*Supplied text*
Spring Festival

By ACC Delen

“What’s my point you ask? Learning from history is only as powerful as the application of said learning. “

“Kung Hei Fa Tsai!” is how many of our Chinese Filipino compatriots greet one another in the Philippines. Here in the mainland, we are more likely to hear “Xin Nian Kuai Le!” Both Chinese greetings mean “Happy New Year!” and with the Spring Festival just around the corner, we are sure to be hearing the latter and saying it back to our friends and acquaintances…hopefully with the correct tones and pronunciation.
The Spring Festival, also referred to as Chinese New Year in the mainland is one of the most important holidays in the Chinese Calendar. It is that time of each year when hordes of people travel to their hometowns to celebrate the new year with their families back home. We are not talking about just hundreds or even thousands of people but millions of travelers that empty out major cities as they head out to the countryside. Such is the number that weeks before New Year’s Eve, train tickets are already sold out.
In previous years, photos of jampacked trains and very crowded railway stations could be seen on the news or the many social networking sites that abound in China. But this year, something very different is expected even as China tightens its anti-epidemic measures in anticipation of the festival. Already, there is a call for locals not to travel to their hometowns during this period and to stay where they currently live and work in order to reduce the number of people traveling. This is not an easy thing to ask for, especially from migrant workers who in normal times only get to visit their families on this occasion. However, it would nevertheless be strictly implemented as had many previous policies designed to prevent CoVid-19 transmissions.
Was it just really last year when the whole city of Wuhan was locked down and isolated from the rest of the country? To many, including myself, it all just seem to have happened yesterday. But, it wasn’t just yesterday. It was already 12 months ago and so many things have happened since then. So numerous in fact that I couldn’t even remember half of it. China hasn’t forgotten. With the country in the middle of winter which is the season for flu and other respiratory diseases, the government is not taking anything for granted. As of Saturday, Wuhan advised people returning to the city, regardless of the classification of the area they are coming from, (high, medium, or low risk areas) of the need for a seven-day valid negative test results before they are allowed into Wuhan. On top of that, temperature checks as well as health codes are required.
On the other side of the country, Sichuan province also rolled out a similar set of requirements aimed at travelers entering the area. The same goes for other cities. More stringent measures are in place for regions that are considered medium to high risk areas. For instance, a city in Hebei Province that reported 83 confirmed cases and over a hundred asymptomatic cases in a matter of days announced last Sunday that they are entering “wartime” mode. This is based on news being circulated on Wechat, one of China’s most popular networking applications. What “war time mode” exactly means isn’t very clear but it did entail the temporary closure of railway stations and the cancellation of over 50% of inbound and outbound flights, not to mention the citywide nucleic acid testing that yielded 2 million samples as of news time.
What’s my point you ask? Learning from history is only as powerful as the application of said learning.

*Dataset extract*
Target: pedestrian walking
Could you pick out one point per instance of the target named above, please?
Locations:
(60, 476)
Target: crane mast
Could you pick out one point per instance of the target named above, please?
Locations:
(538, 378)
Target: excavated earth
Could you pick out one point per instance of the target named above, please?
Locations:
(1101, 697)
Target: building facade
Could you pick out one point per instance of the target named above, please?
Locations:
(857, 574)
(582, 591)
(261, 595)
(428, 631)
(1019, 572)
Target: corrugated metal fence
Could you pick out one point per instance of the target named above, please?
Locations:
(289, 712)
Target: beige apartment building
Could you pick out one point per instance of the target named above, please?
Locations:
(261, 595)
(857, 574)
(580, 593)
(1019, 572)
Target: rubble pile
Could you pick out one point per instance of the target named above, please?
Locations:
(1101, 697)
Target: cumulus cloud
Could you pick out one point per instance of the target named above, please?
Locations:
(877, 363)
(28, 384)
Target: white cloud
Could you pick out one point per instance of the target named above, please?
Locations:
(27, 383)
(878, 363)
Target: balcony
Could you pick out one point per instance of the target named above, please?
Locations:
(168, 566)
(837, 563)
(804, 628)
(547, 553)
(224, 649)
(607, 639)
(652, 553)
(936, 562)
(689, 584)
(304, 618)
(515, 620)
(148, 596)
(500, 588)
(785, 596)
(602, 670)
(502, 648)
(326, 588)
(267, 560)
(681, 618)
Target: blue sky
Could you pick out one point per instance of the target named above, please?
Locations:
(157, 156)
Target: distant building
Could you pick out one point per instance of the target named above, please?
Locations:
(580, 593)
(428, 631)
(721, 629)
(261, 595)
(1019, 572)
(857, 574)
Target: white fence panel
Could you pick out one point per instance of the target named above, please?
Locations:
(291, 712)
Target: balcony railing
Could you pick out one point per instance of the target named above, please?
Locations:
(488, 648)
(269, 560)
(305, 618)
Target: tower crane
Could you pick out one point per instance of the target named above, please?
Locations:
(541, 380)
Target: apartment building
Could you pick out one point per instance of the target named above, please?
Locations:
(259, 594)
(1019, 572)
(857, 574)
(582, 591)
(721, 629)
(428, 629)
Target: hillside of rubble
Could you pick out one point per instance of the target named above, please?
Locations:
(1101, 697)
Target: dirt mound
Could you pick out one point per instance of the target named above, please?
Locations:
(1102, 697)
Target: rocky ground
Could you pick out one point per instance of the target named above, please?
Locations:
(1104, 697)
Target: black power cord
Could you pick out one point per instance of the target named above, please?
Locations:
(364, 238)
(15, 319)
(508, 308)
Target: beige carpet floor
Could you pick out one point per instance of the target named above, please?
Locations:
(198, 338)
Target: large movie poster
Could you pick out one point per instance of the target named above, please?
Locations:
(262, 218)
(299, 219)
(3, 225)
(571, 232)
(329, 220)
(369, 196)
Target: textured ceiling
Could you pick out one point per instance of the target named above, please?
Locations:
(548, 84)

*Questions to answer*
**A)** Translate this sentence from the Spring Festival article into Spanish: "Such is the number that weeks before New Year’s Eve, train tickets are already sold out."
**B)** Output the part of the Spring Festival article that runs from "By ACC Delen" up to and including "tones and pronunciation.".

*Task-by-task answers*
**A)** Es tal la cantidad que, semanas antes de la víspera de Año Nuevo, los boletos de tren ya están agotados.

**B)**
By ACC Delen

“What’s my point you ask? Learning from history is only as powerful as the application of said learning. “

“Kung Hei Fa Tsai!” is how many of our Chinese Filipino compatriots greet one another in the Philippines. Here in the mainland, we are more likely to hear “Xin Nian Kuai Le!” Both Chinese greetings mean “Happy New Year!” and with the Spring Festival just around the corner, we are sure to be hearing the latter and saying it back to our friends and acquaintances…hopefully with the correct tones and pronunciation.